Exercise description: Once you reach the line with "Locate every instance of the hairy", transcribe it and every line after it to the end of the records, exactly, but not the pictures.
***** Provided records
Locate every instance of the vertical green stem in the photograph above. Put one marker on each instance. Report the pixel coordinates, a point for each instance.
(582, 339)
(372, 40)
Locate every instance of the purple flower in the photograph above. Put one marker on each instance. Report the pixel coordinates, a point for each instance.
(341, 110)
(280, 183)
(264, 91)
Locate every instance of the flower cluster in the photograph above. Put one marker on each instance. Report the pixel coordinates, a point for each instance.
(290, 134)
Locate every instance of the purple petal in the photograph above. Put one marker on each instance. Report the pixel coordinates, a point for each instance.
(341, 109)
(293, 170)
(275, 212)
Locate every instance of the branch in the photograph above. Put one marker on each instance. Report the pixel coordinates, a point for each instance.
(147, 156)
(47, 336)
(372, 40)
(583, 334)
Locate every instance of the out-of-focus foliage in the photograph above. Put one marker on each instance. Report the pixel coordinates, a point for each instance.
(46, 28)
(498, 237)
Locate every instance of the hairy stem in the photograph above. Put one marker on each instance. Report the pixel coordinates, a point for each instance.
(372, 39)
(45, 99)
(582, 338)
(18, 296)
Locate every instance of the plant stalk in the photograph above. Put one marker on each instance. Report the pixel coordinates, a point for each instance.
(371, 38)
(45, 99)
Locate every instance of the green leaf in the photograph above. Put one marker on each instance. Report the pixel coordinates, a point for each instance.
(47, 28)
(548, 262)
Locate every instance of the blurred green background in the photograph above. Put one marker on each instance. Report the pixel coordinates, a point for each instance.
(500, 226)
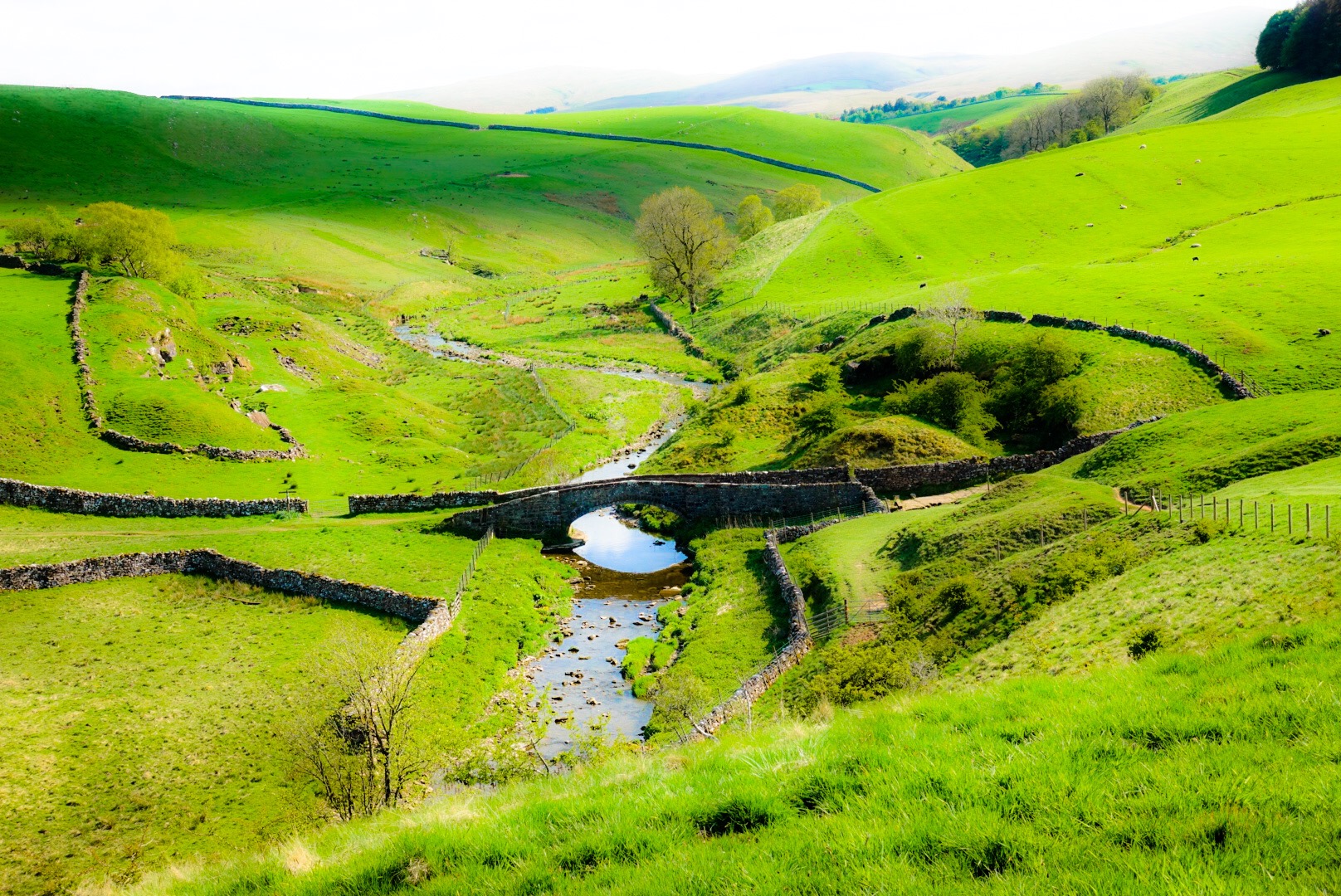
**********
Solution to this problem:
Locate every instance of the hairy stem in the photograph above. Put one marker on each instance. Report the pixel coordinates, a point for each instance.
(372, 39)
(45, 99)
(582, 338)
(18, 296)
Locate every instance of the plant stalk in the photograph above. Put one marker on each instance. Report the pixel coordinates, a point for each instance.
(371, 38)
(45, 99)
Locate every instance of the green leaf in the photograph above. Put one marker on each instance. Report the pixel coordinates, a point for each instance.
(47, 28)
(548, 262)
Locate every instance of the blurred green background in the photograph above. Put one marker on each instance. Report the pixel coordinates, a point for each instance.
(500, 226)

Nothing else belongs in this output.